**EXERCISE:**
Reproduce the records exactly.

=== Begin Enclosure ===

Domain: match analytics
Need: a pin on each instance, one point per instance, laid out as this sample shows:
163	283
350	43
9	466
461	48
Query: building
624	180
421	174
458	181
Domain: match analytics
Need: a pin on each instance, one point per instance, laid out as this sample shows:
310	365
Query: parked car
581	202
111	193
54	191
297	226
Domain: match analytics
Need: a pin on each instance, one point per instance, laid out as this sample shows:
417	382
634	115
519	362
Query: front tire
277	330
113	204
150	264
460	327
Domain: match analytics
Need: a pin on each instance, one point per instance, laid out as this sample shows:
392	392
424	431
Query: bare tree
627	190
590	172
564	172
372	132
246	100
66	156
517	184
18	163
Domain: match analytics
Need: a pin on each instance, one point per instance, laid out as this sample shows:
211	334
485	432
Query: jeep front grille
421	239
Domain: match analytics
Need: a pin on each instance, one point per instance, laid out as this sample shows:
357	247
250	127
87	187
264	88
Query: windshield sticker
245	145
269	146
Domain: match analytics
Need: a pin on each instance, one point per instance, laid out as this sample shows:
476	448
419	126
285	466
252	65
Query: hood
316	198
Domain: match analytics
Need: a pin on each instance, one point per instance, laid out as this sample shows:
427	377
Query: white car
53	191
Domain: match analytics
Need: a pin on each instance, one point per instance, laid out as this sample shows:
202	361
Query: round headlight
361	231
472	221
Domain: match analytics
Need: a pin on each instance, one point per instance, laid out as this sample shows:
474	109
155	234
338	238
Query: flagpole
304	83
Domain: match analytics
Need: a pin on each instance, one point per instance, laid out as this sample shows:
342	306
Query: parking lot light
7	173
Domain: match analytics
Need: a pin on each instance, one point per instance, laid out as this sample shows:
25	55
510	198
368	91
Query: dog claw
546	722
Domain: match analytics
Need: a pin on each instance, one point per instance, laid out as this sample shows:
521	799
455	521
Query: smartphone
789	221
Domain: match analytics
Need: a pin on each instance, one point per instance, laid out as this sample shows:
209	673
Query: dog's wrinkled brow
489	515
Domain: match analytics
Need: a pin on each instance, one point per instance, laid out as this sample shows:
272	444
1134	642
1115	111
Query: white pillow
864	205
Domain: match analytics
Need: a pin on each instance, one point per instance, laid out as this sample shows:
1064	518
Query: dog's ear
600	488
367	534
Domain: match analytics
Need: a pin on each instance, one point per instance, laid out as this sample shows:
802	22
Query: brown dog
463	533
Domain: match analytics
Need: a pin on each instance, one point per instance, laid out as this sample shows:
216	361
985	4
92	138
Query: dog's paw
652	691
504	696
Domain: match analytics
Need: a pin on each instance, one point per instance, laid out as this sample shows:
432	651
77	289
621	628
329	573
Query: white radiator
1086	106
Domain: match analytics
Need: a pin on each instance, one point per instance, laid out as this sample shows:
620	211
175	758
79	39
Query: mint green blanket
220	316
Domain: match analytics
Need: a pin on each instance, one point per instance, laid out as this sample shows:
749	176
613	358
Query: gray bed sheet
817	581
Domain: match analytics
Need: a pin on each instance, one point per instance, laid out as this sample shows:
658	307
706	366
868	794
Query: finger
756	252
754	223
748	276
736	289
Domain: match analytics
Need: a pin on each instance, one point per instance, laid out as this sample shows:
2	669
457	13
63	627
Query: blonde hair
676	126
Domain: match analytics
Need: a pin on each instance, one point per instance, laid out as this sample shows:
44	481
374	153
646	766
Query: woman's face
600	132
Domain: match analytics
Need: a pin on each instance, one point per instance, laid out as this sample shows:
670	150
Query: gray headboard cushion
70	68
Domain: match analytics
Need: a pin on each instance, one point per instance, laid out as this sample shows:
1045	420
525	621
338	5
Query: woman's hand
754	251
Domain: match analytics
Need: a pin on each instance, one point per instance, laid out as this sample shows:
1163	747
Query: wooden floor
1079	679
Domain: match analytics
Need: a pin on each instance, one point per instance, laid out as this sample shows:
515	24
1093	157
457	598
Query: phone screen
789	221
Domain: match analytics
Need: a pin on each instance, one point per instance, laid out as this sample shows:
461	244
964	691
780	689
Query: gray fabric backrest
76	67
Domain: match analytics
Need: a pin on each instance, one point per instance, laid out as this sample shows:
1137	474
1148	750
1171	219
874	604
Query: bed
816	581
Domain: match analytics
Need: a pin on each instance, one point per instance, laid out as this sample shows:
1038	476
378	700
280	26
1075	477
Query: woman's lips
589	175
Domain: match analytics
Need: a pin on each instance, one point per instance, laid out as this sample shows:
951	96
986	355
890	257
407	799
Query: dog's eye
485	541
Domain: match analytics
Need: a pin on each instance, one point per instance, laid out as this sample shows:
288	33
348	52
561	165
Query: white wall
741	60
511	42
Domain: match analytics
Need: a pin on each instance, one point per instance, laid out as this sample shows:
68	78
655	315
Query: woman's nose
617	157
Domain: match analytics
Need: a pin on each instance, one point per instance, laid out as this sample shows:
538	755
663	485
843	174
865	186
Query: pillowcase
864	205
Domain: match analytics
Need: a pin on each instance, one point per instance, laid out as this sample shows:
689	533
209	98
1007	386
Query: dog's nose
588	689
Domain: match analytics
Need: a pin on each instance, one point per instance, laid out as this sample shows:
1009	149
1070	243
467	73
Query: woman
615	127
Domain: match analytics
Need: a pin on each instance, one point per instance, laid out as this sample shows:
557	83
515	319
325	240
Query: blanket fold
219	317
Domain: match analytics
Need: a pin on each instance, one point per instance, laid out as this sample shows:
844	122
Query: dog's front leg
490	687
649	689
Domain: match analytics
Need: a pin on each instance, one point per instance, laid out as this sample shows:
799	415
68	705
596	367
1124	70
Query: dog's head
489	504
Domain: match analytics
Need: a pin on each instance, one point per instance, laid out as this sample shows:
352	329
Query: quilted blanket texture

=== End Enclosure ===

**RESPONSE TO THIS EXERCISE:**
Domain: match analytics
Need: a pin on each instance, one point per instance, laid out as this sample shows:
163	283
350	43
9	466
461	48
Query: building
624	180
421	174
458	181
Domain: match analytics
Need: a pin on each instance, one point per instance, laid out as this sample shows:
310	365
Query: parked car
581	202
111	193
54	191
297	226
Domain: match analytics
Need: a pin on each instance, one point per instance, laid out as this sample shows:
417	382
634	115
519	362
Query: front tire
277	330
113	204
150	264
460	327
Domain: match analytics
Need: a pin on each instance, one point per instance, laid out as this sample shows:
392	392
424	431
Query: bare tree
627	190
590	172
564	172
372	132
246	100
66	156
517	184
18	163
Domain: match analytics
Need: a pin on each instance, one point per instance, laid out as this sample shows:
211	334
485	432
Query: jeep front grille
421	239
Domain: match analytics
Need: a pin on each instance, one point per instance, laid out as this sample shows:
357	247
250	127
87	187
264	88
Query: windshield sticker
245	145
269	146
Domain: match analytics
Need: a pin on each instance, one point per instance, laid out as this sample shows:
476	448
419	126
285	466
252	65
Query: hood
316	198
Domain: match analytics
Need: a pin on each instance, one point per instance, laid out as this sample shows:
427	377
Query: white car
53	191
Domain: match analytics
Need: a pin on each instance, one point per instance, laid out as this sample shows:
202	361
Query: round headlight
361	231
472	221
Domain: match analytics
Need: a pin on each instance, one point per instance, laid out as this sample shows:
474	109
155	234
338	238
Query: flagpole
304	83
Domain: match analytics
Need: a pin on each instance, one point per instance, laid out as this sample shows:
342	306
Query: parking lot light
7	173
Domain: match analytics
Need: a pin on each instance, one point per instance, laid out as this sample shows:
25	55
510	198
368	91
Query: dog claw
546	722
Domain: match analytics
Need: a pin on each instance, one point per instance, laid out as this sample shows:
521	799
455	521
Query: smartphone
789	221
Domain: match analytics
Need: a pin on each instance, one point per instance, laid out as this sample shows:
209	673
Query: dog's wrinkled brow
489	515
Domain: match analytics
Need: a pin on each instance, one point per instance, laid out as this sample shows:
272	444
1134	642
1115	111
Query: white pillow
864	205
Domain: match analytics
Need: a pin on each instance, one point per instance, laid out as this sample shows:
1064	518
Query: dog's ear
600	488
367	534
Domain: match analytics
Need: a pin on each instance, one point per instance, laid out as this sample shows:
802	22
Query: brown dog
463	533
Domain: match analytics
Need: a pin on each instance, one point per instance, laid out as this sample shows:
216	361
985	4
92	138
Query: dog's paw
652	691
504	696
Domain: match analytics
Need: a pin on each instance, one point per instance, laid out as this sample shows:
432	651
77	289
621	628
329	573
Query: white radiator
1086	106
Domain: match analytics
Need: a pin on each instance, one point per instance, laid out as this sample shows:
620	211
175	758
79	39
Query: mint green blanket
220	316
Domain: match analytics
Need: a pin on each instance, one point per instance, laid out as this sample shows:
749	176
613	358
Query: gray bed sheet
817	581
Domain: match analytics
Need: a pin on each instance, one point per instance, laid out as this sample shows:
658	307
706	366
868	794
Query: finger
756	252
754	223
748	276
736	289
Domain: match analytics
Need: a pin on each instance, one point per instance, laid out as this sample shows:
2	669
457	13
63	627
Query: blonde hair
676	126
Domain: match analytics
Need: a pin on each instance, one point per instance, laid out as this sample shows:
44	481
374	153
646	766
Query: woman's face
600	132
Domain: match analytics
Need: a pin on each instance, one point per instance, laid out as this sample shows:
670	150
Query: gray headboard cushion
70	68
Domain: match analytics
Need: a pin on each instance, one point per instance, laid out as this sample shows:
1045	420
525	621
338	5
Query: woman's hand
754	251
Domain: match analytics
Need: a pin on each instance, one point per instance, laid out as this sample shows:
1163	747
Query: wooden floor
1079	679
Domain: match analytics
Need: a pin on each instance, one point per instance, laid out as this sample shows:
515	24
1093	157
457	598
Query: phone screen
789	221
Domain: match analytics
Need: a pin on each instance, one point per instance, laid out as this sample shows:
461	244
964	691
780	689
Query: gray fabric backrest
76	67
Domain: match analytics
Need: a pin on each instance, one point per instance, laid out as this sample shows:
1137	474
1148	750
1171	219
874	604
Query: bed
816	581
Domain: match analytics
Need: a pin on each instance, one point per instance, laid out as this sample shows:
1038	476
378	700
280	26
1075	477
Query: woman's lips
589	175
Domain: match analytics
Need: a pin on each instance, one point per instance, laid out as this sample shows:
951	96
986	355
890	257
407	799
Query: dog's eye
485	541
Domain: match analytics
Need: a pin on each instance, one point per instance, laid out as this sample shows:
288	33
348	52
561	165
Query: white wall
741	60
511	42
Domain: match analytics
Need: a pin on each instance, one point per instance, laid out as this sample shows:
68	78
655	315
Query: woman's nose
617	157
Domain: match analytics
Need: a pin on each instance, one point per instance, laid out as this sample shows:
538	755
663	485
843	174
865	186
Query: pillowcase
864	205
Domain: match analytics
Need: a pin on each instance, one point per instance, laid out as this sample shows:
689	533
209	98
1007	386
Query: dog's nose
588	689
Domain: match analytics
Need: a pin on each instance, one point per instance, laid out as this sample shows:
1009	149
1070	243
467	73
Query: woman
615	127
Domain: match analytics
Need: a pin on each instance, one point per instance, laid out as this sample shows:
557	83
515	319
325	240
Query: blanket fold
219	317
Domain: match analytics
Need: a pin on each instance, one point per instance, laid out as this sample shows:
844	122
Query: dog's front leg
490	687
649	689
Domain: match analytics
Need: a pin on each instance, one point per instance, laid out as this sample shows:
799	415
68	705
596	367
1124	70
Query: dog's head
489	504
Domain: match analytics
Need: a pin on each instance, one point per instance, laid out as this sample shows:
352	329
Query: quilted blanket texture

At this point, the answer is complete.